(Dataset entries)
- Opening Delimiter -
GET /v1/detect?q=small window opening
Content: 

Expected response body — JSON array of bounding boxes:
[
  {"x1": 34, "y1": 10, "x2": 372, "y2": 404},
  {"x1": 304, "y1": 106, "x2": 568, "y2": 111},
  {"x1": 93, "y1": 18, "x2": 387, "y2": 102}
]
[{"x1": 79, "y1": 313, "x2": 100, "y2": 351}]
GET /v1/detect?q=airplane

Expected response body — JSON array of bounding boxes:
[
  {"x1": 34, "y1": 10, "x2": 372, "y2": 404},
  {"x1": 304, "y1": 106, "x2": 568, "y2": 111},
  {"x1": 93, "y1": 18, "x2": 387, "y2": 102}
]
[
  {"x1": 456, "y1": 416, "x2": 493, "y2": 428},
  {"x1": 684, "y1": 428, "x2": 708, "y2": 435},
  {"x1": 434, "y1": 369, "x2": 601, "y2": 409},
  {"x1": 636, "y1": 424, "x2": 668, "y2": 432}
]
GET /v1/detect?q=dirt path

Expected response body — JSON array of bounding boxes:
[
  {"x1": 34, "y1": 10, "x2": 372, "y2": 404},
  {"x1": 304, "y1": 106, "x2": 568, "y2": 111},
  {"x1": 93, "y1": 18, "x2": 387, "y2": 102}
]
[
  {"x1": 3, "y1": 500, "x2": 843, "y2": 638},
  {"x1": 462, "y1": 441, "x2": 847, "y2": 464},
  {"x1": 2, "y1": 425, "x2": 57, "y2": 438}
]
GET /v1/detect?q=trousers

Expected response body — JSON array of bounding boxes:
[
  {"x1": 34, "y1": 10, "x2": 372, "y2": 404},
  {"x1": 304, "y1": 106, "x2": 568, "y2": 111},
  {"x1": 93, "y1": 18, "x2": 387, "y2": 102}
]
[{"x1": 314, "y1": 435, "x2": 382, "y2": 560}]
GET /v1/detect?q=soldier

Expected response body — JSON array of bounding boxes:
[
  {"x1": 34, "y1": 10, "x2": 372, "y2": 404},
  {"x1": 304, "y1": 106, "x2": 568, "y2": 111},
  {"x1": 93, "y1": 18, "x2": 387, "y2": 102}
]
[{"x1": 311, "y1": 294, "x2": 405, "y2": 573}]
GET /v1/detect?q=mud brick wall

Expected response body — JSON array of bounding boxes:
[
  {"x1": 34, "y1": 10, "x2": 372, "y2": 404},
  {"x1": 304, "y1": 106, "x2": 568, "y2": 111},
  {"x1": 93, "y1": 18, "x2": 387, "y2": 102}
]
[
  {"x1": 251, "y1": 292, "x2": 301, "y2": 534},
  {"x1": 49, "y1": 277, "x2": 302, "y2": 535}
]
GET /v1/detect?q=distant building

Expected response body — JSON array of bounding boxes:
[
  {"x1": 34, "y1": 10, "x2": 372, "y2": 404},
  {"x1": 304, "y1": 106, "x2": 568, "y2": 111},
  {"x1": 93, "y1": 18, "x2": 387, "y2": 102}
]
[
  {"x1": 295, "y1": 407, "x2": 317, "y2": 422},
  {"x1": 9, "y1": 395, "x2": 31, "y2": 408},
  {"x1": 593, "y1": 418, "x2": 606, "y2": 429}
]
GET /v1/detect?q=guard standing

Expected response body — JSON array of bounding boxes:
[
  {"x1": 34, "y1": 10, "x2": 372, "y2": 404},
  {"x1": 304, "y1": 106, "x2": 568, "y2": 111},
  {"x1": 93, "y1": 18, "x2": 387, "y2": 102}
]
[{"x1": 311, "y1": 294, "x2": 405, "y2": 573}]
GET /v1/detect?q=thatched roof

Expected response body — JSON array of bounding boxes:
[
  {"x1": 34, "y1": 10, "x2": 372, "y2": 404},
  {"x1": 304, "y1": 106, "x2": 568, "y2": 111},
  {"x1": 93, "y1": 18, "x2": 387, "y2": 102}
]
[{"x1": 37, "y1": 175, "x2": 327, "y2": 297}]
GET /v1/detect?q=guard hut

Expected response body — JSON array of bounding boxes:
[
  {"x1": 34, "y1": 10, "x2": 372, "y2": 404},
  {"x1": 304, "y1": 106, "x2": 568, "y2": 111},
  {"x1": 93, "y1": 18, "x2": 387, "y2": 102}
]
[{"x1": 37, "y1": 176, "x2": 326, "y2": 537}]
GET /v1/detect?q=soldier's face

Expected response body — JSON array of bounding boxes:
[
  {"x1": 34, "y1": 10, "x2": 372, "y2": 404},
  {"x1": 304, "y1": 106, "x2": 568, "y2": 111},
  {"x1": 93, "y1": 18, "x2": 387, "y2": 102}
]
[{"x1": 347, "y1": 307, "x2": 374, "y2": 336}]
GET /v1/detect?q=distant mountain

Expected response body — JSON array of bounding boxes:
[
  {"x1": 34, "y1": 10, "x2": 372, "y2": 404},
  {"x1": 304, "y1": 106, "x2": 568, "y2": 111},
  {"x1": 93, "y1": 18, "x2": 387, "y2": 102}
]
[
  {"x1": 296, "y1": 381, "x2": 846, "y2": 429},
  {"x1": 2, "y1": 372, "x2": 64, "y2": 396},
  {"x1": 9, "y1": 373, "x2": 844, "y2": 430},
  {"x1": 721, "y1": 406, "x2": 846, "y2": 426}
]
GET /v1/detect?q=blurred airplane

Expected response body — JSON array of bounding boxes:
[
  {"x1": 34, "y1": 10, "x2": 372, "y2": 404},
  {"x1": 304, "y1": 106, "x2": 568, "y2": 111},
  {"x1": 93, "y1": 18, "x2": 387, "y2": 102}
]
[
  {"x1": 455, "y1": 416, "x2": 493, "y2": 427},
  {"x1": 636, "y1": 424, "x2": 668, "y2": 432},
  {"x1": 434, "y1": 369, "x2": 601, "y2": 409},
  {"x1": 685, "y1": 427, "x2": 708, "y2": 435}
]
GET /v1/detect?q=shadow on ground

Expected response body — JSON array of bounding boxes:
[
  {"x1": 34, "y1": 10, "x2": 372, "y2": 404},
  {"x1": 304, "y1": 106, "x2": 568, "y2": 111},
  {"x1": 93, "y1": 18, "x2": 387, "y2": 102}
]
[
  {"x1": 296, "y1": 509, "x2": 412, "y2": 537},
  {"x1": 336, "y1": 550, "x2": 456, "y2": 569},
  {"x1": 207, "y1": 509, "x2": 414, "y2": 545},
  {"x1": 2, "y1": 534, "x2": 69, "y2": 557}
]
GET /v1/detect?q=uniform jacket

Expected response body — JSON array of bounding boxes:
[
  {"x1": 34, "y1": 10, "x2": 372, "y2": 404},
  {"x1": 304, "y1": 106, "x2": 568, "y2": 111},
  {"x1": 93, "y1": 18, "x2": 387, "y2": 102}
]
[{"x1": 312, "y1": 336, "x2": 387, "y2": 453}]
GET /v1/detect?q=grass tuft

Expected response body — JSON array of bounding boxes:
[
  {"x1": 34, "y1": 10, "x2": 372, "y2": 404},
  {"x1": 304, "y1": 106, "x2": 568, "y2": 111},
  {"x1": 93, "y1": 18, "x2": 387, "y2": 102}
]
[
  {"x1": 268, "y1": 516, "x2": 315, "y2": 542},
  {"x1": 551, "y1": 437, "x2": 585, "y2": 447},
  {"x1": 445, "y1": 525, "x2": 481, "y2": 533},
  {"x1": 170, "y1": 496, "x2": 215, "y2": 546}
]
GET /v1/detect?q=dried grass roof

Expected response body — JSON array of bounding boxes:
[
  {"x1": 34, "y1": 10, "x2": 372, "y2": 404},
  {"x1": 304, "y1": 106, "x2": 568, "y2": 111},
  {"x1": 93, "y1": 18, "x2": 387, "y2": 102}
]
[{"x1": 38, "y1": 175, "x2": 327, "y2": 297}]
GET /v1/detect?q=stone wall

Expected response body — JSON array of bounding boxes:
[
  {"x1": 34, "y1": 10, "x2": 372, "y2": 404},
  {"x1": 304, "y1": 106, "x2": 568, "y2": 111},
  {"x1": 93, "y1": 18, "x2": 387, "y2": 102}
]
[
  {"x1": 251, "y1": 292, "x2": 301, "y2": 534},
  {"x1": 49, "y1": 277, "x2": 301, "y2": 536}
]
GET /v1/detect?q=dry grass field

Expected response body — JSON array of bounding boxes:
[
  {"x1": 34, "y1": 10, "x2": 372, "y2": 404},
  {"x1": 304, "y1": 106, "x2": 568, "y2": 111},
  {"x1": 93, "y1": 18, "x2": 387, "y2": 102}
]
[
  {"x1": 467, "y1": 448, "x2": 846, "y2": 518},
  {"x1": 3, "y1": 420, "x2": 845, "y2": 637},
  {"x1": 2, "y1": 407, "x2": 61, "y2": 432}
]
- Closing Delimiter -
_How to complete this task_
Read through the entries above, and wherever a line holds the string "guard", copy it.

_Exercise output_
GET /v1/detect?q=guard standing
GET /v1/detect?q=guard hut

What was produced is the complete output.